══ Kutipan ══

Dalam konstitusi, Karakter Organisasi KAMMI dijelaskan bahwa
KAMMI bersifat organisasi kader (harokatut tajnid) dan organisasi pergerakan
(harokatul amal). Sebagai harakatut tajnid, maka konsekuensinya adalah adanya
pewarisan nilai-nilai dan spirit pada generasi pemegang tongkat berikutnya.
Kaderisasi inilah yang menjadi ujung tombak sebuah organisasi.
Permasalahan kader
sering menjadi masalah klasik yang senantiasa kita dengar. Semakin baik sebuah
organisasi menangani kadernya, hal ini terukur dengan tiga hal paling tidak:
Pertama, tercukupinya struktur internal organisasi yang bersangkutan sehingga
target-target gerakan dapat dicapai Kedua, adanya manuver-manuver eksternal
yang progresif yang dilakukan gerakan secara komunal maupun manuver-manuver
yang dilakukan oleh kader yang berada di dalam kontrol gerakan. Ketiga
teroptimalkannya sejumlah potensi baik fikriyah, jasadiyah dan ruhiyah seluruh
kader.

═══
══ Informasi yang Ditampilkan ══

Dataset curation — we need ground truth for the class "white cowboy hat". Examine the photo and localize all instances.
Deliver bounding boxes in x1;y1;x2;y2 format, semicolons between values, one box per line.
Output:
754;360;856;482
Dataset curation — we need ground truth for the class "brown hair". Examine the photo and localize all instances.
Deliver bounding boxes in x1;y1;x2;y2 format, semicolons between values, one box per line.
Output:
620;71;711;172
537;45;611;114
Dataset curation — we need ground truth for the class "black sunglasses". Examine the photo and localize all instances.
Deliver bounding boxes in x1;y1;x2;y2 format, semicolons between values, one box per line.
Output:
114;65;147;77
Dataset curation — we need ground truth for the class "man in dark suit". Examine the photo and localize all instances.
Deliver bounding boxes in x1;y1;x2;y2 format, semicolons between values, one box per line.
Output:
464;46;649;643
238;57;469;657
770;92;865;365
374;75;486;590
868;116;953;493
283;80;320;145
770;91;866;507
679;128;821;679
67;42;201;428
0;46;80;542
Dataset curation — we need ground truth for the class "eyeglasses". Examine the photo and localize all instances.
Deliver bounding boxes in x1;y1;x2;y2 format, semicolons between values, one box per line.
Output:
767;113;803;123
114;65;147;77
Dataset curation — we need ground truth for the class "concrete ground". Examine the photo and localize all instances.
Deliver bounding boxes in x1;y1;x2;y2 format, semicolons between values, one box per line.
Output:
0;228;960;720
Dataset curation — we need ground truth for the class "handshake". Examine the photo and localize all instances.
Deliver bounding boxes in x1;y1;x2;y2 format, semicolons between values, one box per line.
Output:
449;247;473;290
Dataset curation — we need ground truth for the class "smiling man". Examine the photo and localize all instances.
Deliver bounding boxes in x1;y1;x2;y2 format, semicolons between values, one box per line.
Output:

═══

Tugas yang Diminta:
1. Ketik ulang bagian kutipan tentang kaderisasi KAMMI mulai dari "Dalam konstitusi, Karakter" hingga dan termasuk "tombak sebuah organisasi.".
2. Terjemahkan kalimat "Kaderisasi inilah yang menjadi ujung tombak sebuah organisasi." dari kutipan tentang kaderisasi KAMMI ke dalam bahasa Inggris.
3. Lanjutkan kutipan tentang kaderisasi KAMMI dengan menulis lanjutan setelah kalimat terakhirnya.

Jawaban Latihan:
1.
Dalam konstitusi, Karakter Organisasi KAMMI dijelaskan bahwa
KAMMI bersifat organisasi kader (harokatut tajnid) dan organisasi pergerakan
(harokatul amal). Sebagai harakatut tajnid, maka konsekuensinya adalah adanya
pewarisan nilai-nilai dan spirit pada generasi pemegang tongkat berikutnya.
Kaderisasi inilah yang menjadi ujung tombak sebuah organisasi.

2. It is this cadre development that forms the spearhead of an organization.

3.
KAMMI mengenal sistem
rekrutmen anggota [kader] melalui tiga jenjang: Daurah Marhalah I, DM II dan DM
III. Dalam konstitusi dinyatakan bahwa “anggota dinyatakan sebagai Anggota
Biasa II apabila telah dinyatakan lulus Dauroh Marhalah II, dan dinyatakan
sebagai Anggota Biasa III apabila telah dinyatakan lulus Dauroh Marhalah III.”
Penjenjangan ini bukan sebuah hierarki tertutup. Aturan ini lebih berfungsi
sebagai pengatur distribusi kader sesuai dengan kafaah yang dimilikinya. Secara
lugas telah dijelaskan dalam GBHO KAMMI:
“Agar dakwah dapat
tumbuh secara berkelanjutan secara seimbang, tetap berada pada orientasi yang
benar, mampu mengelola amanah dan masalah, dan terus memiliki kekuatan untuk
mewujudkan tujuan-tujuannya, maka KAMMI menyusun dirinya atas unsur-unsur
sebagai berikut:
1. qo’idah
ijtima’iyah (basis sosial), yaitu lapisan masyarakat yang simpati dan mendukung
perjuangan KAMMI yang meliputi masyarakat umum, mahasiswa, organisasi dan
lembaga swadaya masyarakat, pers, tokoh, dan lain sebagainya.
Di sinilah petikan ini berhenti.